§ Short task a
Show each row that contains the string "shorts", matching case exactly.

§ Quoted text
⟨

2. JBossAS 4.2.0-GA default config with "jbossesb.sar" and "quickstart_helloworld.esb". All other .ESB archives are removed and my goal is to use the JMS service in server #1 for gateways/listeners. The quickstart_helloworld.esb archive in this server has its own gateway/listener queues. This server is started using the "-b 192.168.200.1 -c node1" startup parameters.
3. JBossAS 4.2-GA default config with "jbossesb.sar" and "quickstart_helloworld.esb". All other .ESB archives are removed and my goal is to use the JMS service in server #1 for gateways/listeners. The quickstart_helloworld.esb archive in this server has its own gateway/listener queues that are different from the gateways/listeners in #2. This server is started using the "-b 192.168.200.2 -c node2" startup parameters.
I'm not having any problems with nodes #2 and #3 sharing the JMS service that's running on #1, so long as JBossMQ isn't installed on node #2 or #3. If JMS is installed, quickstart_helloworld.esb archive fails to deploy on both #2 or #3. It complains that the Gateway queue does not exist, but it most certainly does. Worse yet, when I run the SendJMSMessage test class, it cannot find the queue either. It's as if jbossesb.sar is somehow screwing up all jndi lookups for the queue.

⟩

§ Short task b
Repeat the JBoss ESB post between "I'm not having" and "for the queue.", inclusive, substituting "ActiveMQ" for "JBossMQ".

§ Material supplied
⟨

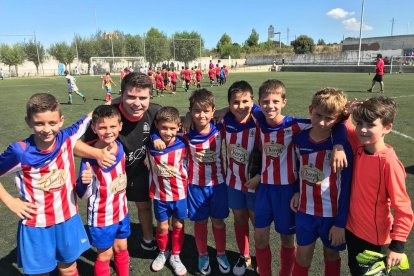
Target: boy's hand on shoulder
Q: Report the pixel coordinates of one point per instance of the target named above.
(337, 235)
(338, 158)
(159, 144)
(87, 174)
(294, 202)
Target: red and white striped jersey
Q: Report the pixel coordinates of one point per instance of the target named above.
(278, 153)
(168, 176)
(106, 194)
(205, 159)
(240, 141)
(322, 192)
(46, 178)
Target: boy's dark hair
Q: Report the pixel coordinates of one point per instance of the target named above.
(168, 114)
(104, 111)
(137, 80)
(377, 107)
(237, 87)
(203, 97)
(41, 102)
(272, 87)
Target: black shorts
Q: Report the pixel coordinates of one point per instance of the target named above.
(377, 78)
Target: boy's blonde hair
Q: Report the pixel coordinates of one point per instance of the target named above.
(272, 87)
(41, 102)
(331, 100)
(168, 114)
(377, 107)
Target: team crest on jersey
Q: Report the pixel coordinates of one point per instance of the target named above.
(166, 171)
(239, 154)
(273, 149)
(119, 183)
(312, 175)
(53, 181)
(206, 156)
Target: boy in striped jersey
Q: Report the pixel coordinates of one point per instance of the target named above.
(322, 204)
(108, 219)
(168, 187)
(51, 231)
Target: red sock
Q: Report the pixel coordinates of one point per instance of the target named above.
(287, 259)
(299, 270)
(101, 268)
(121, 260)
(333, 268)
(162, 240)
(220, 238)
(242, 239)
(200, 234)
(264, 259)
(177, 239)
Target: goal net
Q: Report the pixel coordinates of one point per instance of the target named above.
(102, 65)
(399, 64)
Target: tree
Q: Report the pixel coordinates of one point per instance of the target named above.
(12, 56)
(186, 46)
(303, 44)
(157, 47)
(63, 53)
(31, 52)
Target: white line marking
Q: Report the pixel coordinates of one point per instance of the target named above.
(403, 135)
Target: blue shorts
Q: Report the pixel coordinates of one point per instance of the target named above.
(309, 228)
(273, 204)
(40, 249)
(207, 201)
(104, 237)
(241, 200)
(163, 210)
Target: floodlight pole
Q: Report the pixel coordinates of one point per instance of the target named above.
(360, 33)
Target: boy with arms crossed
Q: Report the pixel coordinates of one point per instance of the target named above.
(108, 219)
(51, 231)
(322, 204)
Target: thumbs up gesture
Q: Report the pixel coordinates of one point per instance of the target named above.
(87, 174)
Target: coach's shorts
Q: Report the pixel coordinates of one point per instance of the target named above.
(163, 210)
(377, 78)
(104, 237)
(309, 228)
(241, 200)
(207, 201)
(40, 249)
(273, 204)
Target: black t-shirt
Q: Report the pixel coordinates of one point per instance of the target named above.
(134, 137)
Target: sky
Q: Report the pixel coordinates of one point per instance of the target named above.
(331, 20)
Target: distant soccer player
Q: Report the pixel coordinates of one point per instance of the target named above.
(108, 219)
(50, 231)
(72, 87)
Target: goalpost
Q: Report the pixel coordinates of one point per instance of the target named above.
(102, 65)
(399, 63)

⟩

§ Right answer a
Target: black shorts
Target: blue shorts
Target: coach's shorts

§ Right answer b
I'm not having any problems with nodes #2 and #3 sharing the JMS service that's running on #1, so long as ActiveMQ isn't installed on node #2 or #3. If JMS is installed, quickstart_helloworld.esb archive fails to deploy on both #2 or #3. It complains that the Gateway queue does not exist, but it most certainly does. Worse yet, when I run the SendJMSMessage test class, it cannot find the queue either. It's as if jbossesb.sar is somehow screwing up all jndi lookups for the queue.